Come ti smonto gli anni Novanta in due mosse. Allora nel rock o stavi con gli Oasis o con i Blur. Quella rivalità potrebbe finire a tarallucci e vino. Da tempo Damon Albarn e Noel Gallagher hanno fatto pace, ma ora il leader dei Blur sarebbe disposto a mettere le due band sullo stesso palco. «Sembra un’idea sciocca, ma non sarei io a dire no. Sarebbe divertente: una sera apriamo noi e una sera loro. Però non canterei i loro pezzi… quello mi sembra troppo», dice il cantante della band a Milano per promuovere il nuovo «The Magic Whip».

L’ossessione per gli anni 60


A cancellare il Britpop, il movimento che riportò il rock inglese nel mondo, ci pensa allora Graham Coxon, il chitarrista del gruppo: «Per gli inglesi l’eredità degli anni Novanta è il film «Austin Powers» — spiega con quel suo fare stralunato —. Tutte le band, compresa la nostra, erano ossessionate dagli anni Sessanta. Negli Usa invece la musica era vista come arte e c’era un senso di cameratismo fra i gruppi rock». Autorevisionismo musicale, proprio nel momento in cui esce il nuovo album, il primo da «Think Tank» del 2003, il primo dopo 16 anni con Coxon di nuovo in formazione.

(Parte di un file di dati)
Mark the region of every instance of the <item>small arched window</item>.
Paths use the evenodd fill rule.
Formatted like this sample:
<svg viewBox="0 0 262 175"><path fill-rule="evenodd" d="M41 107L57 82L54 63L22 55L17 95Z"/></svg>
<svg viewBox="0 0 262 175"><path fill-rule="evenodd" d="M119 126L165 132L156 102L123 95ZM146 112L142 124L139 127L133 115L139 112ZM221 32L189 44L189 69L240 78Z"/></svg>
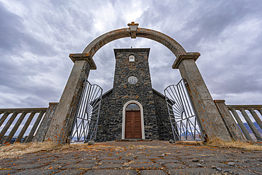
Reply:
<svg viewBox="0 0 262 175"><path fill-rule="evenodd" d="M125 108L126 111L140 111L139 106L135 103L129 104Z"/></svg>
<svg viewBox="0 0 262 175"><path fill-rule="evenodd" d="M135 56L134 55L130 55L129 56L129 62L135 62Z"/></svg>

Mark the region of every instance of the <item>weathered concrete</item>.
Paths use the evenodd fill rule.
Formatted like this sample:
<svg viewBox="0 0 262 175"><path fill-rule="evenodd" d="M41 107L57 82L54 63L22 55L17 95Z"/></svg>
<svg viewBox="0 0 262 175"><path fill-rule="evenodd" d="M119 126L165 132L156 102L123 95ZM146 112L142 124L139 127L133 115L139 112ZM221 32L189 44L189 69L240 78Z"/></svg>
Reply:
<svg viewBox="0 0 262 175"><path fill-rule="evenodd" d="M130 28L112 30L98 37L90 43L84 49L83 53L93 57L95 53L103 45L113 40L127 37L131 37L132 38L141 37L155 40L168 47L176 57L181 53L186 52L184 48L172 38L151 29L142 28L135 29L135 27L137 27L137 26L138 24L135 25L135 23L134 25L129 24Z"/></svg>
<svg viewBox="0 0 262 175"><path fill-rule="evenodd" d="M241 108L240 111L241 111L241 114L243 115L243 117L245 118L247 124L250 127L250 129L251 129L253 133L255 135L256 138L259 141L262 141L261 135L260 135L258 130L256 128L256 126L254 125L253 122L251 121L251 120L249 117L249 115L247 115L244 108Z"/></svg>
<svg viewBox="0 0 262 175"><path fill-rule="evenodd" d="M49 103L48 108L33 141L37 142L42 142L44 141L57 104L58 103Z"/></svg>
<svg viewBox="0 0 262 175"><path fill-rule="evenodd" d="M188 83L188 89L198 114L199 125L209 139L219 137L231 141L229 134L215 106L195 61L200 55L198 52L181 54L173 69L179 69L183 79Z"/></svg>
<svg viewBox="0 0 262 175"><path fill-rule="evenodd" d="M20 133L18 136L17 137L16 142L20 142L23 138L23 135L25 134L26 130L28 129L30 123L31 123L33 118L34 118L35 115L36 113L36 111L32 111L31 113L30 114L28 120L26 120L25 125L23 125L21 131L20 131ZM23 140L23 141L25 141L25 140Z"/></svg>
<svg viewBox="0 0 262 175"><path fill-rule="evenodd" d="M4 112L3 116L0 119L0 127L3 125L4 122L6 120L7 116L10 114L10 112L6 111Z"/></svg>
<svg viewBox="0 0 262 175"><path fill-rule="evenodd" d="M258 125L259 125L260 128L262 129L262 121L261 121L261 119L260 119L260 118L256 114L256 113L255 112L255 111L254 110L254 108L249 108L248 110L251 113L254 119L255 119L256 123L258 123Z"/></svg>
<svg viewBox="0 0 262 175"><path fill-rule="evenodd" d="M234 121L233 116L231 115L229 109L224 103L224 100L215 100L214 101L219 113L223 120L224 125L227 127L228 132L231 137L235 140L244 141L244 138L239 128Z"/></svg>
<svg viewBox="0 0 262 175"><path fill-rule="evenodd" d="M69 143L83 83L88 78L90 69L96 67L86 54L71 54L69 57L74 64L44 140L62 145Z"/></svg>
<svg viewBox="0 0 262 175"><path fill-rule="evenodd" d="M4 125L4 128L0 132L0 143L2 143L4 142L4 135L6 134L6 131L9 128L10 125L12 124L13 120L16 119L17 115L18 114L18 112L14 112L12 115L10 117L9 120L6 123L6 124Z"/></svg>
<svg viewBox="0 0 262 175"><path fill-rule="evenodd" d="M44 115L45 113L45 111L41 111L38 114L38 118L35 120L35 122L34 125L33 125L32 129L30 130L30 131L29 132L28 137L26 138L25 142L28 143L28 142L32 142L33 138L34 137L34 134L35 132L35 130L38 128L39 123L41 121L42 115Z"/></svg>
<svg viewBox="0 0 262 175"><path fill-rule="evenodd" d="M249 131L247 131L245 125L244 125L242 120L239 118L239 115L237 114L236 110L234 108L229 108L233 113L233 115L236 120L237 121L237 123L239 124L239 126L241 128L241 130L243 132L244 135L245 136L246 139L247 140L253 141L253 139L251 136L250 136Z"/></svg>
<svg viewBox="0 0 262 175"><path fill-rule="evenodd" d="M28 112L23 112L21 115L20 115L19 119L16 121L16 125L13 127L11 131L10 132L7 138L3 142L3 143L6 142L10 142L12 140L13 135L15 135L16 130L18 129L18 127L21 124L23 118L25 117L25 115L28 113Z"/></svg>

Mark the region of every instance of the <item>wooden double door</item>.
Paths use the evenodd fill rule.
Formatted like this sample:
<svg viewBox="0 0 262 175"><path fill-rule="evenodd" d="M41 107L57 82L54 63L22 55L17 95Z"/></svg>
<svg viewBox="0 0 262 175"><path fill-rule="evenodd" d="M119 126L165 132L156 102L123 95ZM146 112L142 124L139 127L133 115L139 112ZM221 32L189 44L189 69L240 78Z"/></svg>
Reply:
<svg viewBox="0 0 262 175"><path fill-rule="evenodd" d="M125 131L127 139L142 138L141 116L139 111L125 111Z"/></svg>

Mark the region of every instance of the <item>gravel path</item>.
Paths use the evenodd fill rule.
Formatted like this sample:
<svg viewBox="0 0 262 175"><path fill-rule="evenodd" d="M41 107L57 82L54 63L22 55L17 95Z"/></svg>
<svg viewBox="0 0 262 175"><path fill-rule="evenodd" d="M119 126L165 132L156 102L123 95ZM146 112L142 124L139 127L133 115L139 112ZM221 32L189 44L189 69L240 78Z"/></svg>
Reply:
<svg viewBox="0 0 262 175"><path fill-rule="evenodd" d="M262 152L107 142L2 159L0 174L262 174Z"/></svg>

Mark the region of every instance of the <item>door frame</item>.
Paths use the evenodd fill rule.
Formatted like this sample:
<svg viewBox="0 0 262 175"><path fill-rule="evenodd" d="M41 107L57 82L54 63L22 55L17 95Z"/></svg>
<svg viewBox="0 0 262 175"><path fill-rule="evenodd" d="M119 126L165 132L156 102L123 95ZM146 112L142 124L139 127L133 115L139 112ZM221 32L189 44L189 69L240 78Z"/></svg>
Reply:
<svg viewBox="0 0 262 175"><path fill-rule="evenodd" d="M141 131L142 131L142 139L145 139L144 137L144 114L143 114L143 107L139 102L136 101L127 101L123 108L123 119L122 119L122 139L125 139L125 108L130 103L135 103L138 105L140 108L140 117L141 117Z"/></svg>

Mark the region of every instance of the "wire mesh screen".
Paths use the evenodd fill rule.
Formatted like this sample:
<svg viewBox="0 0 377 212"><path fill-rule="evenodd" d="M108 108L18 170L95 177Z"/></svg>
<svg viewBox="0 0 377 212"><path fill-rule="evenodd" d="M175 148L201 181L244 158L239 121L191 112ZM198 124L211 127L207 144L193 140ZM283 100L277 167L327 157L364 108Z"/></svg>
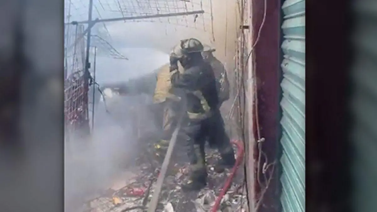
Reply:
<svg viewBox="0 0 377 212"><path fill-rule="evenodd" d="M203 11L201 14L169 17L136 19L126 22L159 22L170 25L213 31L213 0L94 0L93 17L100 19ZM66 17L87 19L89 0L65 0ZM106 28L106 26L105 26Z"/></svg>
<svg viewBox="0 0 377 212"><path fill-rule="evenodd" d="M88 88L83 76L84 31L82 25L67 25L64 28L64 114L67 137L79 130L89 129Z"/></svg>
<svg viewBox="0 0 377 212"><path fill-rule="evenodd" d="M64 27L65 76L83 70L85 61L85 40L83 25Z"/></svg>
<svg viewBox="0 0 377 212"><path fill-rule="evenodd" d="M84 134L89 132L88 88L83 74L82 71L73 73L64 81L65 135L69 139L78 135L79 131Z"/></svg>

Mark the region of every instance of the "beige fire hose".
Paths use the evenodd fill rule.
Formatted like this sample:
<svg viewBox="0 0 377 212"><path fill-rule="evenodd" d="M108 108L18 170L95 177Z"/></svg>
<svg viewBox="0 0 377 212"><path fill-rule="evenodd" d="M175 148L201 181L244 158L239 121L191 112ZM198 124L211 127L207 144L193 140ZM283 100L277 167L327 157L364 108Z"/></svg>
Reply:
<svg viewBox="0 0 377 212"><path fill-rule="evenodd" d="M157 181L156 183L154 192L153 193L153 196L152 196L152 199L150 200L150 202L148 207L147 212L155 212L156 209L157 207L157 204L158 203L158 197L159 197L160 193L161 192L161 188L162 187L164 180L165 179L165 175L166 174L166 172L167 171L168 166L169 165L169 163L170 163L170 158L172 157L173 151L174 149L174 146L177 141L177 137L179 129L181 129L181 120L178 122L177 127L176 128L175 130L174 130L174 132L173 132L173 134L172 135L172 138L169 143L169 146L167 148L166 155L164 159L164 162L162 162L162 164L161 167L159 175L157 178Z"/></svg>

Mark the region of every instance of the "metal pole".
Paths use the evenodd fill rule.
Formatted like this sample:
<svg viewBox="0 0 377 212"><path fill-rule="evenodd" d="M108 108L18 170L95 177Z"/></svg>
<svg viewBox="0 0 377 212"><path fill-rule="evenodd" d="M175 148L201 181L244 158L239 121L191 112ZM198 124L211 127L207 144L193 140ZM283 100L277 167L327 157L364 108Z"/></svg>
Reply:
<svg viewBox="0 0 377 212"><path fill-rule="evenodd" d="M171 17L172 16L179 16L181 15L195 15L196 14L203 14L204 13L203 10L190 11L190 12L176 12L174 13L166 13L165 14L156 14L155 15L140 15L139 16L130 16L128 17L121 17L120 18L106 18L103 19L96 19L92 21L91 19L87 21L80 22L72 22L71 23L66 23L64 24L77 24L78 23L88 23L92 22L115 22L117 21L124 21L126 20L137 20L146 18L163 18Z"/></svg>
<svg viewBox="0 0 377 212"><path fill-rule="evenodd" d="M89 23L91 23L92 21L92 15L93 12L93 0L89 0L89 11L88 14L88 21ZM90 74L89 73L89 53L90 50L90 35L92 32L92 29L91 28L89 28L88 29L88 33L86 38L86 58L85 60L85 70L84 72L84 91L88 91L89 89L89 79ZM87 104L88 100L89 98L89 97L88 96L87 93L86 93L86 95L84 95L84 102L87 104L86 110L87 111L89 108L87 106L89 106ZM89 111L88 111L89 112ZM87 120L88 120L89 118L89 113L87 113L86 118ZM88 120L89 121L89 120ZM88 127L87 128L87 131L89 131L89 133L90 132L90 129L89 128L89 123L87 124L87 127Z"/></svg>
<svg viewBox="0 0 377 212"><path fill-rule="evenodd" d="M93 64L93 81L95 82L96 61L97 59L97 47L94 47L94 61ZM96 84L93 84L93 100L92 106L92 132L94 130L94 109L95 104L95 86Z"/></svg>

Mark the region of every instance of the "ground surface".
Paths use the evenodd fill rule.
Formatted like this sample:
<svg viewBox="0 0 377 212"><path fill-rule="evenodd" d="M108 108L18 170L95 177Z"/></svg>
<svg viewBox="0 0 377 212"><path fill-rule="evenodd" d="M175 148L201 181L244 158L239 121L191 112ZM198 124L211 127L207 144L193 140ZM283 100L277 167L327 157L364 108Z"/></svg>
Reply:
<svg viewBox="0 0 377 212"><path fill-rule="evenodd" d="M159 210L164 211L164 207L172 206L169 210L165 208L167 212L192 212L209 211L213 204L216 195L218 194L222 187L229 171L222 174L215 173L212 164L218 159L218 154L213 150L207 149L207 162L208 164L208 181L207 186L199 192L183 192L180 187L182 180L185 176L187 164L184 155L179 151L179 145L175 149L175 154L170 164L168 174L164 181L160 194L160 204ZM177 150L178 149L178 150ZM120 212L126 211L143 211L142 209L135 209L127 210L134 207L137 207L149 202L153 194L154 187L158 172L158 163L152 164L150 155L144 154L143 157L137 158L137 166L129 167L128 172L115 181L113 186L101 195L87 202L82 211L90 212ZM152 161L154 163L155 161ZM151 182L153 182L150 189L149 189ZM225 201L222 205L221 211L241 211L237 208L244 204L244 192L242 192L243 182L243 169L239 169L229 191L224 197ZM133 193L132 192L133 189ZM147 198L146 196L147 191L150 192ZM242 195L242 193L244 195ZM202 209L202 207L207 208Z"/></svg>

• _ESERCIZI_:
[1] Elenca tutti i titoli di album o di film citati nel brano sui Blur.
[2] Rispondi alle seguenti domande basandoti sul brano sui Blur.
(a) In quale città si trova il cantante dei Blur per promuovere il nuovo album?
(b) Quale ruolo ricopre Graham Coxon nel gruppo?
(c) In quale anno è uscito l'album «Think Tank»?

• _RISPOSTE COMPLETE_:
[1] «The Magic Whip», «Austin Powers», «Think Tank»

[2]
(a) A Milano.
(b) È il chitarrista.
(c) Nel 2003.